TASK STATEMENT:
Report each line of the material below that contains the string "clicks". Case counts.

MATERIAL PROVIDED:
::::::::

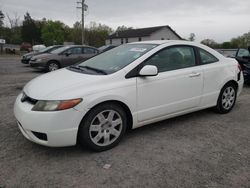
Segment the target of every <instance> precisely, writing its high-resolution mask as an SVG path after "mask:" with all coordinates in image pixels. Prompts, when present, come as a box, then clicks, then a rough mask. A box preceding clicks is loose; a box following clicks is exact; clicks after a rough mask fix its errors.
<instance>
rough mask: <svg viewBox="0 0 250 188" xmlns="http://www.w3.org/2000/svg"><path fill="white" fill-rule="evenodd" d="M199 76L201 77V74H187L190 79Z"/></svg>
mask: <svg viewBox="0 0 250 188" xmlns="http://www.w3.org/2000/svg"><path fill="white" fill-rule="evenodd" d="M200 75H201V73H196V72H194V73H192V74H189V77H190V78H193V77H199V76H200Z"/></svg>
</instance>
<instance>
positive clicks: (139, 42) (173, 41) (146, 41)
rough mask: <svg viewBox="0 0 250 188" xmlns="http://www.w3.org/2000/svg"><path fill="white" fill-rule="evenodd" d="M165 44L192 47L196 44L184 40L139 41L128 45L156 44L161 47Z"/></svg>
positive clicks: (132, 42) (195, 43)
mask: <svg viewBox="0 0 250 188" xmlns="http://www.w3.org/2000/svg"><path fill="white" fill-rule="evenodd" d="M167 43H171V44H174V43H176V44H180V43H181V44H190V45H194V44H196V45H197V43H196V42H191V41H186V40H152V41H140V42H132V43H130V44H157V45H161V44H167Z"/></svg>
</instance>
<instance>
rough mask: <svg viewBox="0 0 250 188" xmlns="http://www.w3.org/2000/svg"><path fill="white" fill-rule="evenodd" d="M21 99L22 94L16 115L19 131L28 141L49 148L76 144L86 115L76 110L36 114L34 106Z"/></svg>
mask: <svg viewBox="0 0 250 188" xmlns="http://www.w3.org/2000/svg"><path fill="white" fill-rule="evenodd" d="M21 97H22V94H20V95H19V96H18V97H17V99H16V102H15V106H14V115H15V117H16V119H17V122H18V127H19V129H20V130H21V132H22V134H23V135H24V136H25V137H26V138H27V139H29V140H30V141H32V142H35V143H37V144H41V145H44V146H49V147H64V146H73V145H75V144H76V142H77V133H78V127H79V125H80V122H81V120H82V118H83V116H84V115H85V114H84V113H83V112H79V111H77V110H75V109H74V108H72V109H69V110H64V111H57V112H36V111H32V110H31V109H32V108H33V106H34V105H32V104H30V103H28V102H21ZM39 134H40V135H42V136H39ZM43 135H46V138H45V137H43Z"/></svg>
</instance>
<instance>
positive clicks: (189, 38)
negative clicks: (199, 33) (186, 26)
mask: <svg viewBox="0 0 250 188" xmlns="http://www.w3.org/2000/svg"><path fill="white" fill-rule="evenodd" d="M188 40H190V41H195V34H194V33H190V35H189V38H188Z"/></svg>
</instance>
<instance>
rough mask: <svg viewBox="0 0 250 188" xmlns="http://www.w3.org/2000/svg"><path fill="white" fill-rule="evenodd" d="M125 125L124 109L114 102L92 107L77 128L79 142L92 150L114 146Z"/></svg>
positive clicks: (125, 118)
mask: <svg viewBox="0 0 250 188" xmlns="http://www.w3.org/2000/svg"><path fill="white" fill-rule="evenodd" d="M126 127H127V118H126V114H125V112H124V110H123V109H122V108H121V107H120V106H119V105H116V104H108V103H106V104H101V105H99V106H97V107H95V108H94V109H92V110H91V111H90V112H89V113H88V114H87V115H86V117H85V118H84V119H83V121H82V123H81V125H80V128H79V137H78V139H79V142H80V143H81V144H82V145H85V146H87V147H88V148H90V149H91V150H94V151H105V150H108V149H111V148H113V147H115V146H116V145H117V144H118V143H119V142H120V140H121V139H122V137H123V135H124V133H125V131H126Z"/></svg>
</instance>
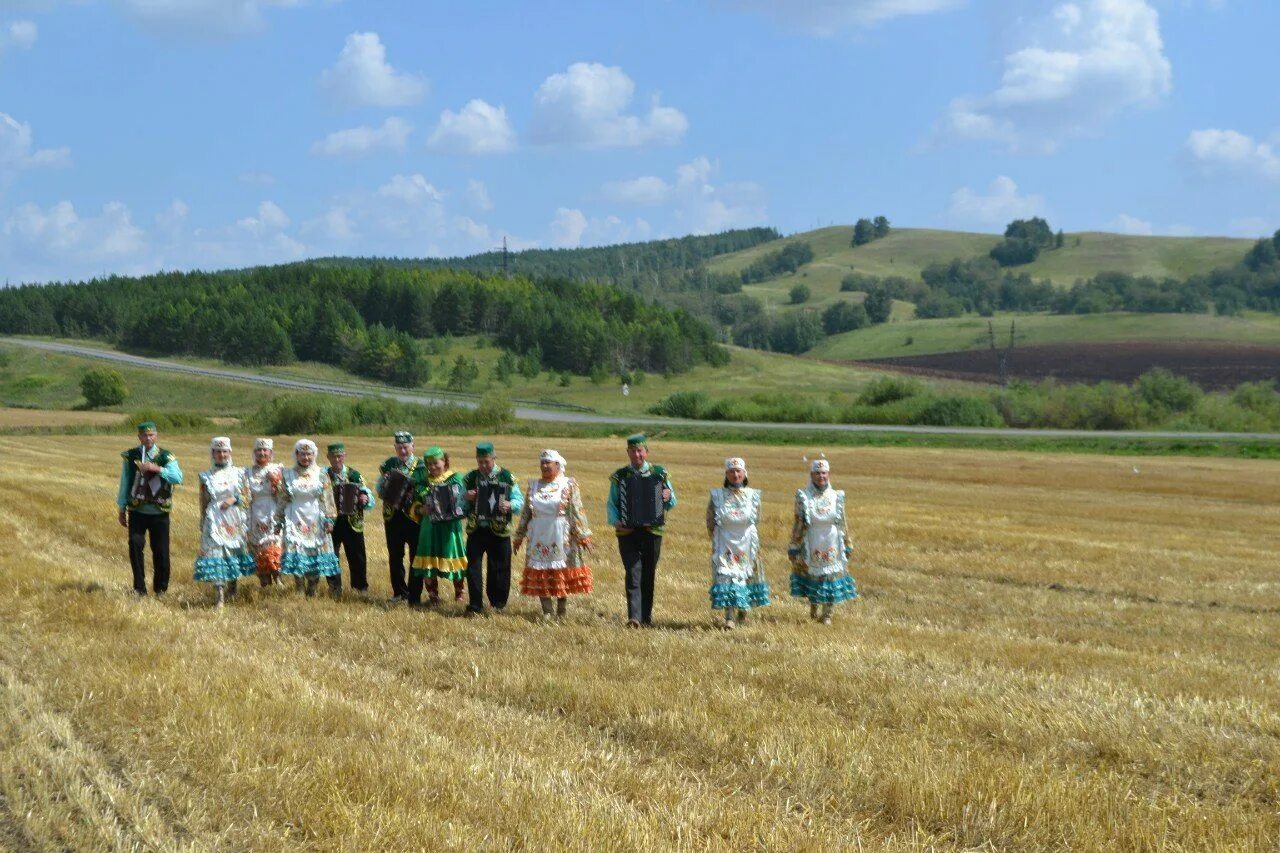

::::::::

WRITTEN RESPONSE:
Segment the target of every <instance> precisely, writing its high-resolution mask as an SVG path after "mask:" with all coordinates in image pixels. Prompts, when present, come as a box, then clicks, then a rough mask. A box preceding clicks is loose; a box following clicks is exact; clicks after a rough mask fix its errors.
positive clicks: (139, 42) (173, 41) (146, 41)
positive clicks: (132, 42) (195, 43)
positive clicks: (189, 38)
negative clicks: (199, 33) (186, 26)
positive clicks: (125, 118)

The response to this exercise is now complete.